[Aim of the exercise] Wherever a line of the data contains "tree", copy that line.
########
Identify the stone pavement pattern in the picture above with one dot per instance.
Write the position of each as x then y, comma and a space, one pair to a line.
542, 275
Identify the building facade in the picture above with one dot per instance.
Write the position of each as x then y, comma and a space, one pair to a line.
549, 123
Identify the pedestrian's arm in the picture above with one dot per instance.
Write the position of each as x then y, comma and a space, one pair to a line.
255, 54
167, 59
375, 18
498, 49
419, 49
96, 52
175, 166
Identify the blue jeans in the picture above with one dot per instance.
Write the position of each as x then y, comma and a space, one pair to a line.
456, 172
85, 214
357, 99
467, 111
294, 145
########
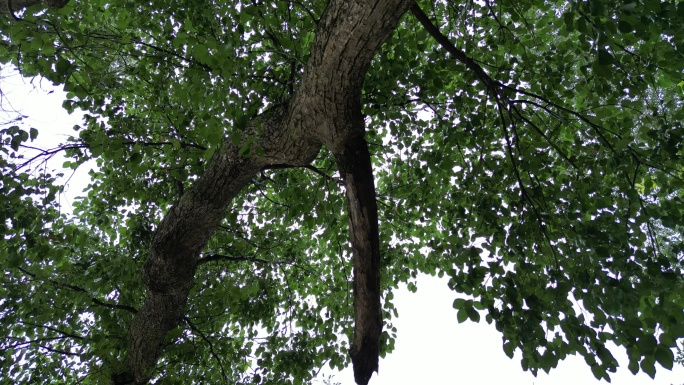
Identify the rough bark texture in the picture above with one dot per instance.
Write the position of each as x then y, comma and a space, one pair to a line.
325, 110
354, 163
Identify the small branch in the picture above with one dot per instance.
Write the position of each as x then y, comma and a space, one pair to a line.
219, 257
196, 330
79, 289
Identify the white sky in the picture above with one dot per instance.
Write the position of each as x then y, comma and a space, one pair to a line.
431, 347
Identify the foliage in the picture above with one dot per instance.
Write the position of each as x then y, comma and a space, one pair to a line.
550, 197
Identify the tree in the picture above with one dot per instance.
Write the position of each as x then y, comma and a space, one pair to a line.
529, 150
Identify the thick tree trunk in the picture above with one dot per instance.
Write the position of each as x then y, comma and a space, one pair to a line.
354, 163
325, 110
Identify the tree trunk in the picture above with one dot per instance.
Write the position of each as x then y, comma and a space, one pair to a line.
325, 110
########
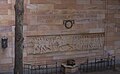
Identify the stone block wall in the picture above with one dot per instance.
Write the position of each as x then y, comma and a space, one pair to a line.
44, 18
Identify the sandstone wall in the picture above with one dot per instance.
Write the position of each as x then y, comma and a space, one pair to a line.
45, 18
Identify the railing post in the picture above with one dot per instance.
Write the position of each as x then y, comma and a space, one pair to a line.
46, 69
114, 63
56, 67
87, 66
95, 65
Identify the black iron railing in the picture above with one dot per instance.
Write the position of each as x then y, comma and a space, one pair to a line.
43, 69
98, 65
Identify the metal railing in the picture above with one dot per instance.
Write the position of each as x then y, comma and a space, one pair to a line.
########
[Exercise response]
Identify the tree in the picture above with one dot per instance.
Identify the thick tree trunk in the picture above with one dot per instance.
Identify the tree trunk in the picture above with one dot per instance.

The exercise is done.